● **Entrées extraites**:
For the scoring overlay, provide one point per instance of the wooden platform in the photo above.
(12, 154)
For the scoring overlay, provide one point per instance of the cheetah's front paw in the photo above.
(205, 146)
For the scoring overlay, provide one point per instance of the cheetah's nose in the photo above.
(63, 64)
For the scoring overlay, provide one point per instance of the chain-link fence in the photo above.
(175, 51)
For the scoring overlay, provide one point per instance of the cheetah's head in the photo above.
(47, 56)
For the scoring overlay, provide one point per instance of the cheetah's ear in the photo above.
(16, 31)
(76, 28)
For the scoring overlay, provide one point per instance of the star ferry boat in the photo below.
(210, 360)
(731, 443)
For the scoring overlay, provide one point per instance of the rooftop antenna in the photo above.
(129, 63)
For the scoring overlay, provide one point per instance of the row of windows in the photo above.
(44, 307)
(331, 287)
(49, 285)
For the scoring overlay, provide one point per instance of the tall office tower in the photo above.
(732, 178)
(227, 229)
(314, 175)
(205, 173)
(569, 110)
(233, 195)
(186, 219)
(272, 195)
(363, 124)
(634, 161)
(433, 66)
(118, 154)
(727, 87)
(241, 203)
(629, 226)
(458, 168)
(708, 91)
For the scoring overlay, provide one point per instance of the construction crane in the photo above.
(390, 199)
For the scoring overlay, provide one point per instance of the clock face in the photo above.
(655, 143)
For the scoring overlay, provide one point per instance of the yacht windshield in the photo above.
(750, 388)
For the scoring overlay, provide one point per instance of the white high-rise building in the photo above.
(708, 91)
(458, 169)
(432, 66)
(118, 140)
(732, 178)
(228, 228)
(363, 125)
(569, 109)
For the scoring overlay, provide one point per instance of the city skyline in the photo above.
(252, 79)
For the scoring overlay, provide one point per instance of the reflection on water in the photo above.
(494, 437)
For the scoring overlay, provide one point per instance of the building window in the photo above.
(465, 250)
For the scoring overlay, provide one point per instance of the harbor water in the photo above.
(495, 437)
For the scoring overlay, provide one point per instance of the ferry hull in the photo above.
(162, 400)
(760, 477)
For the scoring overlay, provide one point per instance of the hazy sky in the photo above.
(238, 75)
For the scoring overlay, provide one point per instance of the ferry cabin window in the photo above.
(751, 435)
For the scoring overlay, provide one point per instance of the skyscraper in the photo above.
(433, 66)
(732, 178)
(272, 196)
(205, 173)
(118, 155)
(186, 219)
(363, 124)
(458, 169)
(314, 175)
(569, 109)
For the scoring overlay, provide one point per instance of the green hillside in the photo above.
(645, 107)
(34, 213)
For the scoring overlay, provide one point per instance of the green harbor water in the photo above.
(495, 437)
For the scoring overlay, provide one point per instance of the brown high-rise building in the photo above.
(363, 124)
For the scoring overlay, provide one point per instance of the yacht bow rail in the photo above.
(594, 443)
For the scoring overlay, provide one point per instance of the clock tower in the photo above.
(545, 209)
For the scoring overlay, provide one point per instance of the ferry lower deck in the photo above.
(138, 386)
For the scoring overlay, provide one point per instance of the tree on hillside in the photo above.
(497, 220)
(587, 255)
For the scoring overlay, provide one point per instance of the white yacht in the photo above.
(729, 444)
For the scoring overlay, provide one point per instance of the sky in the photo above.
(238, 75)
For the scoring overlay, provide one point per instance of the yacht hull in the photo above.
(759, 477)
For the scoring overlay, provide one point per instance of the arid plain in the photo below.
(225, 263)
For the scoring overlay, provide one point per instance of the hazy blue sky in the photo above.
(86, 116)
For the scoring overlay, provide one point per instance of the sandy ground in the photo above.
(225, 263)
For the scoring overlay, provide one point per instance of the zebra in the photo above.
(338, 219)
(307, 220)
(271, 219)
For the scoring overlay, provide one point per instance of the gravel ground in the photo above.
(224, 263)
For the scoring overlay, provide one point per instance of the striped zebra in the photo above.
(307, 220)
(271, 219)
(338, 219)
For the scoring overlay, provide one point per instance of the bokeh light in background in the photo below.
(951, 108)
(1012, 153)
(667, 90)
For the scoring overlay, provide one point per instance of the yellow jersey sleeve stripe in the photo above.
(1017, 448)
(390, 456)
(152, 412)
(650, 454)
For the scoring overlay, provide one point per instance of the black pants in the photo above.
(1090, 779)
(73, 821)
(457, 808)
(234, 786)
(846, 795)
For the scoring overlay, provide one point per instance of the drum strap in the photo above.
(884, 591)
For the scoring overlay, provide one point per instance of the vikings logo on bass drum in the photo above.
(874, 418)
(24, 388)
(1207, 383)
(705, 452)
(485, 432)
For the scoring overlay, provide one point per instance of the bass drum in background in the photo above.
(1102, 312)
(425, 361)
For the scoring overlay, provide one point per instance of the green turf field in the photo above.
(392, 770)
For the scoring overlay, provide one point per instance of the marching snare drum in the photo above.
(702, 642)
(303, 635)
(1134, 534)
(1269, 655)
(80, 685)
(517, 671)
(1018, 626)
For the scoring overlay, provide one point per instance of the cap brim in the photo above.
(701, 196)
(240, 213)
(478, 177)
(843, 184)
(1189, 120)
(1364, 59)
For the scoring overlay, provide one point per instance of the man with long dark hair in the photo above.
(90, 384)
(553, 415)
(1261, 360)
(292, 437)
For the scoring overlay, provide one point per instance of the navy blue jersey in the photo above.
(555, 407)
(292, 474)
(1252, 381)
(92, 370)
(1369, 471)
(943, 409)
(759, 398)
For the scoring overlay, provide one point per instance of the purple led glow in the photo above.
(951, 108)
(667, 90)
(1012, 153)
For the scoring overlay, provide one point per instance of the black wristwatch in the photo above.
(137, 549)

● **Objectif**: Recopiez la liste ci-dessus en entier, sans changer un seul caractère.

● **Solution**:
For the scoring overlay, provide one point per instance of the wooden platform in the photo above.
(12, 154)
For the scoring overlay, provide one point per instance of the cheetah's front paw in the photo above.
(205, 146)
For the scoring overlay, provide one point per instance of the cheetah's nose in the photo above.
(63, 64)
For the scoring overlay, provide one point per instance of the chain-link fence in the photo above.
(175, 51)
For the scoring overlay, provide one point per instance of the cheetah's head in the photo above.
(47, 56)
For the scoring overlay, provide one point per instance of the cheetah's ear in the photo above.
(16, 31)
(76, 28)
For the scoring overlay, provide one point per instance of the star ferry boat in the photo below.
(210, 360)
(731, 443)
For the scoring overlay, provide one point per instance of the rooftop antenna in the photo above.
(129, 63)
For the scoring overlay, provide one point per instance of the row of windows in the photo above.
(44, 307)
(331, 287)
(49, 285)
For the scoring overlay, provide one point per instance of the tall office tower in the photo above.
(732, 178)
(227, 229)
(314, 175)
(205, 173)
(569, 110)
(233, 195)
(186, 219)
(272, 195)
(363, 124)
(634, 161)
(433, 66)
(118, 154)
(727, 87)
(241, 203)
(629, 226)
(458, 168)
(708, 91)
For the scoring overlay, provide one point per instance of the construction crane in the photo above.
(390, 199)
For the scoring overlay, provide one point per instance of the clock face in the photo above.
(655, 143)
For the scoring overlay, provide one point per instance of the yacht windshield in the photo above.
(750, 388)
For the scoring overlay, provide one point per instance of the white high-rise building in the photo above.
(708, 91)
(458, 169)
(432, 66)
(118, 140)
(732, 178)
(228, 228)
(363, 125)
(569, 109)
For the scoring overlay, provide one point per instance of the city skyline in the photo above.
(252, 79)
For the scoring overlay, provide one point per instance of the reflection on water in the photo above.
(494, 437)
For the scoring overlay, provide one point per instance of the building window in the photo above.
(465, 250)
For the scoring overlay, provide one point per instance of the harbor water in the photo above.
(495, 437)
For the scoring overlay, provide one point per instance of the ferry hull in the photo above.
(162, 400)
(760, 477)
For the scoring overlay, provide one point per instance of the hazy sky in the photo above.
(238, 75)
For the scoring overlay, provide one point per instance of the ferry cabin window in the photo above.
(751, 435)
For the scoring overlay, provide one point per instance of the skyscraper in the photo above.
(433, 66)
(732, 178)
(272, 196)
(205, 173)
(118, 155)
(186, 219)
(363, 124)
(458, 169)
(314, 175)
(569, 109)
For the scoring overlay, provide one point per instance of the green hillside in the photo above.
(645, 107)
(34, 213)
For the scoring overlay, provide one point per instance of the green harbor water in the photo above.
(495, 437)
For the scoring overlay, provide one point per instance of the brown high-rise building in the photo above.
(363, 124)
For the scoring overlay, provide one point per instance of the yacht bow rail in the photo above.
(594, 443)
For the scoring overlay, provide one point per instance of the clock tower in the photo above.
(545, 209)
For the scoring overlay, provide one point per instance of the ferry lower deck in the photo above.
(138, 386)
For the scoring overlay, provide one point per instance of the tree on hillside in the photo above.
(497, 220)
(587, 255)
For the scoring overlay, provide one point per instance of the white yacht in the photo above.
(729, 444)
For the scoring overlay, provide one point per instance of the sky in the photo above.
(238, 75)
For the scoring overlay, provide one point per instance of the yacht hull in the photo above.
(759, 477)
For the scoring overlay, provide one point per instance of the arid plain in the photo below.
(225, 263)
For the scoring overlay, provide one point per instance of the hazy blue sky in the photo above.
(86, 116)
For the scoring overlay, provide one point per instance of the sandy ground in the photo above.
(225, 263)
For the scoring overlay, provide one point per instance of the zebra in the photo above.
(338, 219)
(307, 220)
(271, 219)
For the scoring overlay, provide one point per instance of the gravel ground in the photo above.
(224, 263)
For the scoring overlay, provide one point per instance of the striped zebra in the photo above.
(307, 220)
(271, 219)
(338, 219)
For the scoring overlay, provide one point per instance of the bokeh light in background in the photo below.
(951, 108)
(1012, 153)
(667, 90)
For the scoring overlay, provide one point per instance of the yellow jersey sleeve stripe in the photo above.
(1017, 448)
(390, 456)
(152, 412)
(650, 454)
For the scoring overlay, provide one point per instance of the black pants in the photo above.
(1090, 779)
(73, 821)
(457, 808)
(234, 786)
(846, 795)
For the scoring overlay, provide one point per instance of the drum strap in the photo above.
(884, 591)
For the scoring overlay, provide one point per instance of the vikings logo on bass drum in the photo above.
(874, 418)
(24, 388)
(1207, 383)
(705, 452)
(485, 432)
For the scoring overlay, provide one point per instance of the bass drum in background in the photo above.
(1102, 312)
(425, 361)
For the scoring overlay, provide one point per instance of the green turf field in the photo above.
(392, 770)
For the scoring overlay, provide one point per instance of the marching snare drum in the photo above.
(702, 642)
(303, 635)
(1134, 534)
(1269, 655)
(80, 685)
(517, 671)
(1018, 626)
For the scoring overlay, provide one point per instance of the cap brim in the photo above.
(701, 196)
(240, 213)
(478, 177)
(843, 184)
(1189, 120)
(1364, 59)
For the scoring overlay, provide one point per instance of the man with long dark hair in the photo above.
(90, 384)
(553, 415)
(1261, 360)
(292, 437)
For the scoring overlay, provide one point per instance of the navy blue jersey in the photo above.
(555, 407)
(292, 474)
(1252, 381)
(92, 370)
(1369, 471)
(943, 409)
(759, 398)
For the scoring overlay, provide one point per instance of the purple led glow in the photo above.
(951, 108)
(667, 90)
(1012, 153)
For the scoring overlay, provide one point per instance of the black wristwatch in the photo above.
(137, 549)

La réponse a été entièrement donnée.